- Your objective -
Count the lines below that contain the string "subaru" and give only that number.

# START OF The input

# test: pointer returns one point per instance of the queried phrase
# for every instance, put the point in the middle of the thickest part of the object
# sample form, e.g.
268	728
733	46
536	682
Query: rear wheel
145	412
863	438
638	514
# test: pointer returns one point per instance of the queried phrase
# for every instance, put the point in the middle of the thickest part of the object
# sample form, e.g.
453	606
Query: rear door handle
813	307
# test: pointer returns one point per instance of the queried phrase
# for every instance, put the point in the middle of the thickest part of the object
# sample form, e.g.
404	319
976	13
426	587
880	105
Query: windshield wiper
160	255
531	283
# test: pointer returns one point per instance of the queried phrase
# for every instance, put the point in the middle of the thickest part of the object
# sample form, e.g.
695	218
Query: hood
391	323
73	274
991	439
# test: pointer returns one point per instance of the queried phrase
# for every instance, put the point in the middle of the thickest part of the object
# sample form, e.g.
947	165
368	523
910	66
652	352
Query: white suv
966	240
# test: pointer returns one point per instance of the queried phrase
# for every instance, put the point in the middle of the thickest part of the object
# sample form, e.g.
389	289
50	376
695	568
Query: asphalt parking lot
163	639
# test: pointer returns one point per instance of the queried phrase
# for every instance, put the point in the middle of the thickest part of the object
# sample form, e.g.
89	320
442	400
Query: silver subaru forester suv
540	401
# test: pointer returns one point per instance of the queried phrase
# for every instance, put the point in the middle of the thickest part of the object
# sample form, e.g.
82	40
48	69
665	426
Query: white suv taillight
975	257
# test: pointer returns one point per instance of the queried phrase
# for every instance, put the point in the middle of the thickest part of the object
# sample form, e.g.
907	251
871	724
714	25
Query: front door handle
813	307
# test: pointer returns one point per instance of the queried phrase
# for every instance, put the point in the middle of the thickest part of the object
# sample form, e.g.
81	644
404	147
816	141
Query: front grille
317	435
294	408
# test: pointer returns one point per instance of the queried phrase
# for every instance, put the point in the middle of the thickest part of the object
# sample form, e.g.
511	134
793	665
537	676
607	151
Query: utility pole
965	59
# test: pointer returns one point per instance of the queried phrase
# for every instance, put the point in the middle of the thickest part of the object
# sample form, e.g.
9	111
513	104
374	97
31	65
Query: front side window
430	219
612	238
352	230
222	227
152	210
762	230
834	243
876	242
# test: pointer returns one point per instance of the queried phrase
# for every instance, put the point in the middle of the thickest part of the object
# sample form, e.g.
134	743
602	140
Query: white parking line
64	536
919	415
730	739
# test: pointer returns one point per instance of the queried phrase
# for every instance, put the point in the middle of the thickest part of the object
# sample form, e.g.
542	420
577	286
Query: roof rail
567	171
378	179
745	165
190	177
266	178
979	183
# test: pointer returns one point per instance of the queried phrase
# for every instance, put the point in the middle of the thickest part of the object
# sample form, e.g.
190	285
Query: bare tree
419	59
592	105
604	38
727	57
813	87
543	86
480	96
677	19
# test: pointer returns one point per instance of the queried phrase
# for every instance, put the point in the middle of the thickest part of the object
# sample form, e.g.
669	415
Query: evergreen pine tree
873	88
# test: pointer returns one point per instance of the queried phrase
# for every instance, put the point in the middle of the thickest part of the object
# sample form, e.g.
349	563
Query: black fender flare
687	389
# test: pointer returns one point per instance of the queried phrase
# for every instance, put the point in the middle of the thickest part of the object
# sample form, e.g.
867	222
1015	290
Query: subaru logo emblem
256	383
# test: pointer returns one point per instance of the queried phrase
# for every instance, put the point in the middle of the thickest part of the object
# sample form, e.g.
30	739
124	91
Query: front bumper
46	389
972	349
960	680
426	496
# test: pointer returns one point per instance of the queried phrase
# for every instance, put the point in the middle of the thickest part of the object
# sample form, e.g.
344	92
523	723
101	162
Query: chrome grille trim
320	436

# END OF The input

- Answer to the task -
2